____ Source extract

IN THE SENATE OF THE UNITED STATES,

Wednesday, January 21, 1885.

The Senate, as in Committee of the Whole, having under consideration the bill (H. R. 5461) to establish a board of commissioners of interstate commerce, and to regulate such commerce

Mr. COKE said:

Mr. PRESIDENT: I have not participated in the debate upon the subject of interstate commerce now before the Senate up to this time for the reason that the House bill, it was known, would after a while become the subject of discussion, and my opinion of the Senate bill is and has been that it is a measure of no practical value, and that any amendment in accord with its theory would fail to give it anything of usefulness or merit.

The House bill is one which I hope will be examined thoroughly by the Senate. It is a conservative measure.. It is thoroughly well considered. It is the product of a debate and discussion in the press, in the two Houses of Congress, and among the people of ten years standing, and it represents in its principles and policy the popular will on this great question.

________

- [Work required] Reproduce word for word the passage of the Senate speech on interstate commerce that begins with "The House bill is" and ends with "this great question.".

____ Collected data

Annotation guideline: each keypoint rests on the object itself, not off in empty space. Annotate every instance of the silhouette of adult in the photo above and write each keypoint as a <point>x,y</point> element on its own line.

________

- [Exercise output]
The House bill is one which I hope will be examined thoroughly by the Senate. It is a conservative measure.. It is thoroughly well considered. It is the product of a debate and discussion in the press, in the two Houses of Congress, and among the people of ten years standing, and it represents in its principles and policy the popular will on this great question.